## Aim of the task
Update the entries below by replacing "dark curly hair" with "straight blond hair" wherever it occurs, keeping everything else the same. Omit the pictures from your version.

Contour annotation records:
-*-

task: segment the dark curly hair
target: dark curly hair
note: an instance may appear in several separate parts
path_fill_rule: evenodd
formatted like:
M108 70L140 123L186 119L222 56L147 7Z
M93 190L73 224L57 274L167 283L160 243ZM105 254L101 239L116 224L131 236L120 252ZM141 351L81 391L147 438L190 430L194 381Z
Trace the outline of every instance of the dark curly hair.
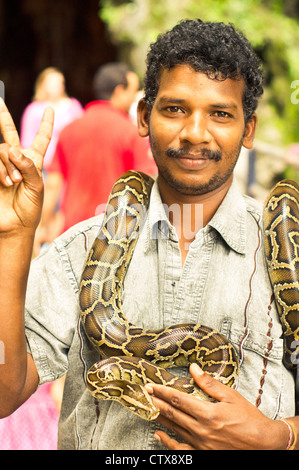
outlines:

-*-

## Response to the exercise
task: segment the straight blond hair
target: straight blond hair
note: an instance may appear in several separate parts
path_fill_rule: evenodd
formatted like:
M108 70L140 123L186 119L222 56L147 7Z
M93 190L73 224L57 274L167 283L160 243ZM105 254L101 239L116 224L131 236L120 252ZM141 351L81 391L147 438L190 430L194 381Z
Trace the outline of every instance of the straight blond hair.
outlines:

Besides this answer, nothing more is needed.